> Exercise task 1:
Answer these questions from the deduplication storage passage.
(a) What does the storage controller 110 compare the generated fingerprints to?
(b) What three components may the computing device 700 include?
(c) Into what does Instruction 740 convert a first matching entry?

> Provided passage:
###

For example, referring to FIG. 1, the storage controller 110 receives a backup item (e.g., data stream 105) to be stored in the deduplication storage system 100, and generates fingerprints for the data units in the received backup item. The storage controller 110 compares the generated fingerprints to the fingerprints included in container indexes 160. If a match is identified for a data unit, then the storage controller 110 determines that a duplicate of the data unit is already stored by the storage system 100. In response to this determination, the storage controller 110 stores a reference to the previous data unit (e.g., in a manifest 150) in deduplicated form. Otherwise, if a match is not identified for a data unit, then the storage controller 110 stores the data unit in a data container 170, and adds an entry for the data unit to a container index 160 corresponding to that data container 170. In some implementations, the storage controller 110 records the order in which data units are received in one or more manifests 150.

FIG. 7—Example Computing Device

FIG. 7 shows a schematic diagram of an example computing device 700. In some examples, the computing device 700 may correspond generally to some or all of the storage system 100 (shown in FIG. 1). As shown, the computing device 700 may include a hardware processor 702, a memory 704, and machine-readable storage 705 including instructions 710-750. The machine-readable storage 705 may be a non-transitory medium. The instructions 710-750 may be executed by the hardware processor 702, or by a processing engine included in hardware processor 702.

Instruction 710 may be executed to receive a data stream to be stored in persistent storage of a deduplication storage system, where the data stream comprises a plurality of locality portions each comprising a plurality of data units. Instruction 720 may be executed to identify, from among the plurality of data units, a new data unit to be indexed in a particular container index, where the particular container index is associated with a locality portion including the new data unit.

Instruction 730 may be executed to, in response to identifying the new data unit, determining whether a count of matching entries in the particular container index has reached a maximum number of matching entries. Instruction 740 may be executed to, in response to a determination that the count of matching entries in the particular container index has reached the maximum number of matching entries, convert a first matching entry into a first nonmatching entry in the particular container index. Instruction 750 may be executed to, after converting the first matching entry into the first nonmatching entry, store metadata of the new data unit in a new matching entry of the particular container index.

###

> Exercise task 2: Switch "stem" to "stalk" in the listing, starting with the line containing "Locate the green" and going on through the end of the listing. Leave everything else unchanged.

[Detection annotation records]

###

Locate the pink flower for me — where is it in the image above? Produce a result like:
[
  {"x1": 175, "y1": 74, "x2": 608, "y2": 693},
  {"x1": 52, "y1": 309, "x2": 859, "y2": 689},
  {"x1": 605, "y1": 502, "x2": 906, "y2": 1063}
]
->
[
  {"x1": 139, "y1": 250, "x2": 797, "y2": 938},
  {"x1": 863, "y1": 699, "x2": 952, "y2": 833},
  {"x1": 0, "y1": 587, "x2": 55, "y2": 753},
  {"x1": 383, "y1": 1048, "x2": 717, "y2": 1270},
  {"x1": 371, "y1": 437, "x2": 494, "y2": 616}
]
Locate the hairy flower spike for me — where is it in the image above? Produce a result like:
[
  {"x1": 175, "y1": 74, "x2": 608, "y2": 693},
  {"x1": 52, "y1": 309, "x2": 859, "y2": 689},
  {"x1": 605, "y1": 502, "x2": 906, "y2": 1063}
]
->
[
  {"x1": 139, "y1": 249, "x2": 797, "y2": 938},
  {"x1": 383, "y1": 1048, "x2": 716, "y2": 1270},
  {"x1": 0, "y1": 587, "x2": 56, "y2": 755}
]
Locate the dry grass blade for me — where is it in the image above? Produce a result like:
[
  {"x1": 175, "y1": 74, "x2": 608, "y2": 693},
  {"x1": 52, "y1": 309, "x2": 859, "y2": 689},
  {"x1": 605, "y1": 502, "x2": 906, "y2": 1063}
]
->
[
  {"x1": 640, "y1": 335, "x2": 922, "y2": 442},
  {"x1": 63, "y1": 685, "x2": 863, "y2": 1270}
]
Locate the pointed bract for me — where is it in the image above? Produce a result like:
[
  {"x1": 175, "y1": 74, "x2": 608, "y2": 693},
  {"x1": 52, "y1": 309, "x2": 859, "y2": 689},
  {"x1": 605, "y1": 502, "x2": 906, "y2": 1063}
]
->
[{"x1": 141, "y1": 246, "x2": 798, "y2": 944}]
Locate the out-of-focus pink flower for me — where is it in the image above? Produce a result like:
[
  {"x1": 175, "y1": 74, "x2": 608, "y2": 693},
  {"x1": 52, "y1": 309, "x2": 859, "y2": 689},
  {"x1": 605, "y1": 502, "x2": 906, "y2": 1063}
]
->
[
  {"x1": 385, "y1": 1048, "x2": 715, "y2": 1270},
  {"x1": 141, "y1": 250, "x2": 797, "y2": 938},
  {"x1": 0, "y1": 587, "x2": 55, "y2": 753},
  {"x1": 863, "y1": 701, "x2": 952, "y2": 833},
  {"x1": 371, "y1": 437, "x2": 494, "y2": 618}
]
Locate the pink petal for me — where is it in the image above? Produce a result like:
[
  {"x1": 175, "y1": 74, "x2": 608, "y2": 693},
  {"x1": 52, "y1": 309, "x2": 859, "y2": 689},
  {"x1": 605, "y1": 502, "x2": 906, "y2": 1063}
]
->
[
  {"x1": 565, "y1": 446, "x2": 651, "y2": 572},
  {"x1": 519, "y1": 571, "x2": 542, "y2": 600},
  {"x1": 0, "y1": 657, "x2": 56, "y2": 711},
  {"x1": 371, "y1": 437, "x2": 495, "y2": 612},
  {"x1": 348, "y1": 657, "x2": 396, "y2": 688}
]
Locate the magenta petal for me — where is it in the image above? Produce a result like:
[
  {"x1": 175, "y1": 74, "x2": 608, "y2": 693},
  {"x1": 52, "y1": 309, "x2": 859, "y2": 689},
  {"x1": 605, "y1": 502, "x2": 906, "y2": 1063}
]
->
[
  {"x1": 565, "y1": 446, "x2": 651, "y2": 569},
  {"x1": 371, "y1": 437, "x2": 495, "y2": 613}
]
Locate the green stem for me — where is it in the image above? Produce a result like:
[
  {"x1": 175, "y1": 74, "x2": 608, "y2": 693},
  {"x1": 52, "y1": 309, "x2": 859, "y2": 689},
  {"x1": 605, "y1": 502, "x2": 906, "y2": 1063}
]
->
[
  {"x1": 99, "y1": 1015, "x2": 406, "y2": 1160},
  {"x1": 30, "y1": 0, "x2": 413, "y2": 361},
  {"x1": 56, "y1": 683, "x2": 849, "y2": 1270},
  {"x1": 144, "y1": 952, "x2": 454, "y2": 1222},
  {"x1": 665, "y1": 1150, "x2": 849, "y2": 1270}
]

###

> Written solution 1:
(a) The fingerprints included in container indexes 160.
(b) A hardware processor 702, a memory 704, and machine-readable storage 705 including instructions 710-750.
(c) A first nonmatching entry in the particular container index.

> Written solution 2:
Locate the green stalk for me — where is it in the image above? Produce a result like:
[
  {"x1": 175, "y1": 74, "x2": 608, "y2": 693},
  {"x1": 52, "y1": 309, "x2": 859, "y2": 689},
  {"x1": 605, "y1": 502, "x2": 906, "y2": 1063}
]
->
[
  {"x1": 99, "y1": 1015, "x2": 406, "y2": 1160},
  {"x1": 30, "y1": 0, "x2": 413, "y2": 361},
  {"x1": 56, "y1": 683, "x2": 849, "y2": 1270},
  {"x1": 144, "y1": 952, "x2": 454, "y2": 1222},
  {"x1": 665, "y1": 1150, "x2": 849, "y2": 1270}
]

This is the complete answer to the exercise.